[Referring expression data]
- Opening Delimiter -
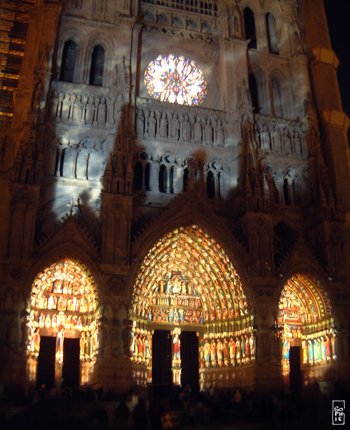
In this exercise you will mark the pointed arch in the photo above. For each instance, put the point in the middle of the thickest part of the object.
(272, 38)
(69, 57)
(249, 27)
(187, 280)
(254, 94)
(305, 320)
(97, 66)
(64, 304)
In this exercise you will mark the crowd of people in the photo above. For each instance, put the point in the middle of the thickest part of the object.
(162, 408)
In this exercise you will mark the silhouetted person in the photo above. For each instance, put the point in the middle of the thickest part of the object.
(121, 416)
(155, 413)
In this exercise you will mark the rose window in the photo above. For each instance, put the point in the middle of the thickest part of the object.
(175, 79)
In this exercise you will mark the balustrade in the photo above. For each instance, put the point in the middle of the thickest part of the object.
(281, 136)
(176, 123)
(83, 104)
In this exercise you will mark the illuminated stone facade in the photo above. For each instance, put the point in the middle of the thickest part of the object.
(214, 201)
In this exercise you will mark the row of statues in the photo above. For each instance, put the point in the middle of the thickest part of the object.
(141, 346)
(318, 350)
(63, 303)
(227, 351)
(97, 110)
(191, 128)
(52, 320)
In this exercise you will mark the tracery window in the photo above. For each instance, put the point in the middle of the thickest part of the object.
(63, 304)
(305, 320)
(272, 33)
(68, 61)
(276, 98)
(175, 79)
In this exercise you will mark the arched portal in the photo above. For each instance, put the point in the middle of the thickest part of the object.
(63, 309)
(188, 283)
(306, 324)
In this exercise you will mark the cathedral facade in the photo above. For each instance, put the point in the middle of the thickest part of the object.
(175, 199)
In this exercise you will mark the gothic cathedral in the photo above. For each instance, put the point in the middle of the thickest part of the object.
(175, 195)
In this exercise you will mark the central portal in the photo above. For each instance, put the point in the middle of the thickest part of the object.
(190, 319)
(190, 360)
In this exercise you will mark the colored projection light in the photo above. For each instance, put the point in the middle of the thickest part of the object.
(174, 79)
(187, 278)
(305, 319)
(63, 304)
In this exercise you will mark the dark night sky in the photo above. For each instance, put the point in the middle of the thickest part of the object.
(338, 12)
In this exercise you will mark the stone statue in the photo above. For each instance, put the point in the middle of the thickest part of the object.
(197, 130)
(152, 123)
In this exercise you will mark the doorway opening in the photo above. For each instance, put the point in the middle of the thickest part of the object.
(46, 362)
(71, 363)
(63, 308)
(187, 284)
(161, 358)
(190, 360)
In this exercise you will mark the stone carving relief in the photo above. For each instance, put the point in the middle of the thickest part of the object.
(194, 125)
(280, 136)
(92, 107)
(78, 159)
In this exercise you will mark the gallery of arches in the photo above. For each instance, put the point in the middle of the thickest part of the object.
(175, 196)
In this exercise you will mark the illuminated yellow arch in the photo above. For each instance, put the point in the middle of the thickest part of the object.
(63, 303)
(309, 300)
(205, 265)
(305, 320)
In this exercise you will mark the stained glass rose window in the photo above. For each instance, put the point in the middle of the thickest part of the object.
(175, 79)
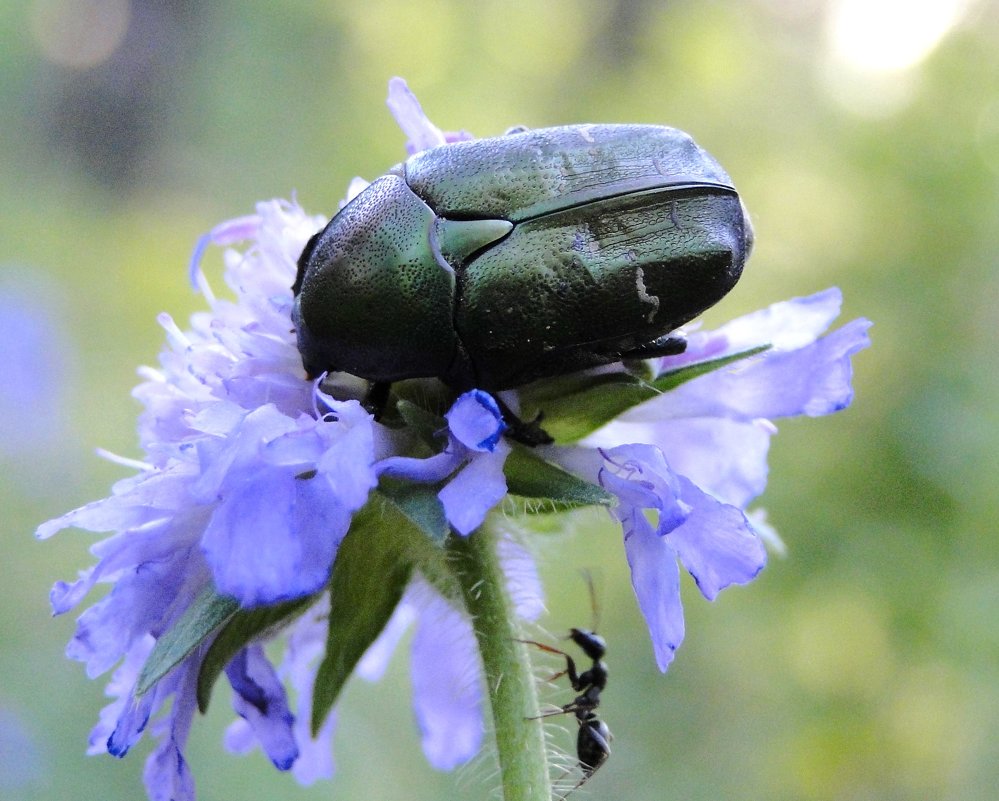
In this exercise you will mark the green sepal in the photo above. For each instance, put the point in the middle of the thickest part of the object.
(373, 565)
(530, 476)
(244, 627)
(207, 613)
(424, 424)
(420, 504)
(575, 406)
(674, 378)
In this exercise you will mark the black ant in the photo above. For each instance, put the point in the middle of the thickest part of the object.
(593, 740)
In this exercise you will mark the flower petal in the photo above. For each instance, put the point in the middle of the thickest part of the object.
(813, 380)
(259, 698)
(655, 578)
(447, 693)
(476, 421)
(716, 543)
(470, 495)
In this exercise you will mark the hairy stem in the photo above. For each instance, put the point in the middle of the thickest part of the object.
(512, 687)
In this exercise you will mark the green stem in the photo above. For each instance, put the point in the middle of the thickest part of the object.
(512, 687)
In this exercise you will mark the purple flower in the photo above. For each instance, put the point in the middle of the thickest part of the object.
(705, 445)
(252, 478)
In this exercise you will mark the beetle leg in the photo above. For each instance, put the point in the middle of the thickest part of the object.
(666, 345)
(374, 402)
(529, 433)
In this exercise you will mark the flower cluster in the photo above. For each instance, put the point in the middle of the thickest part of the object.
(256, 485)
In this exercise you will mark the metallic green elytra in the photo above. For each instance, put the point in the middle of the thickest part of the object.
(494, 262)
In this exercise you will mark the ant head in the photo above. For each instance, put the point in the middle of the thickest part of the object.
(591, 643)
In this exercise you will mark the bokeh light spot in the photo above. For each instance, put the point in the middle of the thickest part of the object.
(79, 33)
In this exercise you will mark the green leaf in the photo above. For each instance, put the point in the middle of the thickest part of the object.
(674, 378)
(420, 504)
(426, 425)
(575, 406)
(207, 612)
(530, 476)
(372, 568)
(244, 627)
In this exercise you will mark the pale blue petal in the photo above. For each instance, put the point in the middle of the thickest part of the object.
(409, 116)
(259, 698)
(470, 495)
(373, 664)
(446, 675)
(727, 458)
(716, 544)
(167, 775)
(813, 380)
(655, 578)
(476, 421)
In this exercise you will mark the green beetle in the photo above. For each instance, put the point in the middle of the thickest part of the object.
(494, 262)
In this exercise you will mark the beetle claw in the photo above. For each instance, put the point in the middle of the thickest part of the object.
(374, 402)
(525, 432)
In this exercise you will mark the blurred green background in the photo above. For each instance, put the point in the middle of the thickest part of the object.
(864, 137)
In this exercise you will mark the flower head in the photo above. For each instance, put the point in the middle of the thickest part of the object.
(266, 502)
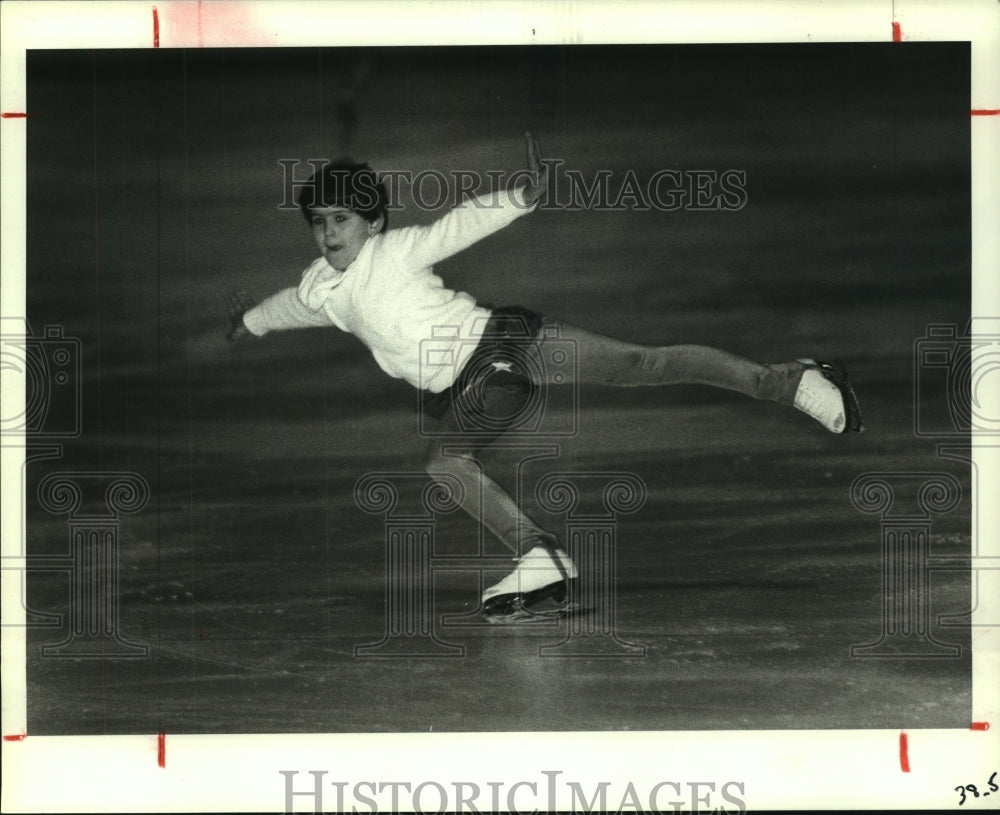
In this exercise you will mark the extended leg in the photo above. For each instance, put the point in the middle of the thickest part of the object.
- Closing Delimiter -
• [What is being asked] The entries above are to be printed again word for word, with every picture removed.

• [Finished exercise]
In this exercise you will mark the pointed arch in the photo above. For each instance, put the point in the middle of the thickest part of the object.
(272, 38)
(69, 57)
(249, 27)
(187, 280)
(254, 94)
(305, 320)
(97, 66)
(64, 304)
In this exercise you will mark the crowd of people in the photo above. For each instance, put the point in the middle of the thickest part of the object.
(162, 408)
In this exercise you will mark the silhouetted person in the photo above. For each instance, put the point in the middle of the thickest part of the object.
(121, 416)
(155, 413)
In this exercise you will mark the rose window in the photo above. For each instance, put the point in the middle of the thickest part of the object.
(175, 79)
In this exercise you will mark the balustrade in the photo above. For each instance, put the point in the middle of the thickest part of the object.
(281, 136)
(176, 123)
(83, 104)
In this exercise you will mark the illuminated stone facade in the photo above. For each instance, put the point in the middle of the thickest part of the object.
(214, 201)
In this exercise you will mark the row of statues in the photo above. For each instance, put the point in the middle of the thickest part of the object.
(141, 346)
(318, 350)
(63, 303)
(227, 351)
(97, 110)
(191, 128)
(52, 320)
In this exercise you will mark the tracery window in the photo above. For each instance, put the point in the middle of the thickest part of the object.
(63, 304)
(305, 320)
(272, 33)
(68, 61)
(276, 98)
(175, 79)
In this exercise you will mark the arched portal in the photo above. For each instance, put the point in the middle of the thickest part of the object.
(63, 309)
(188, 283)
(306, 324)
In this exercise you will mark the cathedral facade in the photo above. For each instance, put the point in the middle of the thickest part of the object.
(175, 199)
In this exercise you will mark the gothic cathedral in the photo above. For each instance, put the point in the middle of the thickest part of the object.
(175, 195)
In this exercise you will mark the central portal in the photo above. For each instance, put the point in the middle of the thickest part of the object.
(190, 319)
(190, 360)
In this exercise you will mark the colored projection light in the photo above. For each instance, put the point in the middle of the thickest part of the object.
(174, 79)
(187, 278)
(305, 319)
(63, 304)
In this exercise you will mark the dark night sky in the photo above. For each instance, put the point in the middle of the thickest part of the object.
(338, 12)
In this exercise you will mark the stone statue in the photo above. For each instance, put the point in the middle of the thickest part of the object.
(197, 130)
(152, 123)
In this exercise you will mark the doorway opening in the photo above. For each instance, put the point in the middle of the thickest part of the object.
(46, 362)
(71, 363)
(63, 308)
(187, 284)
(161, 358)
(190, 360)
In this exercise you will mark the stone carving relief in the photo above. For each instance, put the point in the middle of the thickest part of the object.
(194, 125)
(280, 136)
(92, 107)
(78, 159)
In this exercise you will mark the gallery of arches in the photo above. For each instance, put the point in the middle of the thickest part of the object.
(175, 196)
In this exercise you will mark the illuminated yellow arch in the photo above. For each instance, put the point in the middle of the thickest part of the object.
(63, 303)
(309, 300)
(205, 265)
(305, 320)
In this exercise you will mark the stained glass rose window in the photo above. For each instance, put the point in the middle of the thickest part of the object.
(175, 79)
In this exercise you will mark the green sepal in the photo above. For each instance, put the point in the middle of the thickest part of the object.
(373, 565)
(530, 476)
(244, 627)
(207, 613)
(424, 424)
(420, 504)
(575, 406)
(674, 378)
In this exercise you will mark the black ant in the photo above. For each instance, put the point in the middle of the thickest part of the object.
(593, 740)
In this exercise you will mark the flower petal in the photo above. For each instance, put the point in the middle of the thickest part of the object.
(813, 380)
(259, 698)
(655, 578)
(447, 693)
(476, 421)
(716, 543)
(470, 495)
In this exercise you will mark the hairy stem in the photo above. For each instance, put the point in the middle of the thickest part of the object.
(512, 687)
In this exercise you will mark the green stem in the photo above. For each instance, put the point in the middle of the thickest part of the object.
(512, 687)
In this exercise you will mark the purple flower in the photo above. For each instance, put the point in the middle of the thickest part of the object.
(705, 445)
(252, 478)
In this exercise you will mark the beetle leg in the photo above. For each instance, put the point in the middle of the thickest part of the object.
(666, 345)
(374, 402)
(529, 433)
In this exercise you will mark the flower cluster in the photo above. For each instance, put the point in the middle of the thickest part of the object.
(256, 485)
In this exercise you will mark the metallic green elytra in the photo above. For each instance, put the point in the middle of the thickest part of the object.
(494, 262)
In this exercise you will mark the ant head in the photo above. For each instance, put the point in the middle of the thickest part of the object.
(591, 643)
In this exercise you will mark the bokeh light spot in the photo above. For each instance, put the point in the middle of the thickest part of the object.
(79, 33)
In this exercise you will mark the green leaf in the photo above. For each instance, put the point in the middle of the thickest part of the object.
(674, 378)
(420, 504)
(426, 425)
(575, 406)
(207, 612)
(530, 476)
(372, 568)
(244, 627)
In this exercise you will mark the pale blue petal in the photo above. For each instance, put the point in the middle of the thickest part of the object.
(409, 116)
(259, 698)
(470, 495)
(373, 664)
(446, 675)
(727, 458)
(716, 544)
(167, 775)
(813, 380)
(655, 578)
(476, 421)
In this exercise you will mark the green beetle in the photo above. For each instance, put the point in the middle of the thickest part of the object.
(494, 262)
In this exercise you will mark the beetle claw in the photo above. For each instance, put the point in the middle of the thickest part of the object.
(374, 402)
(525, 432)
In this exercise you will mark the blurred green background in the photo above. For each instance, put the point in the middle of the thickest part of the object.
(864, 137)
In this exercise you will mark the flower head in the photo above. For each instance, put the point in the middle of the thickest part of the object.
(266, 502)
In this exercise you will mark the extended leg in the photo above. For each instance, put the point in the middle of the thickest part of the object.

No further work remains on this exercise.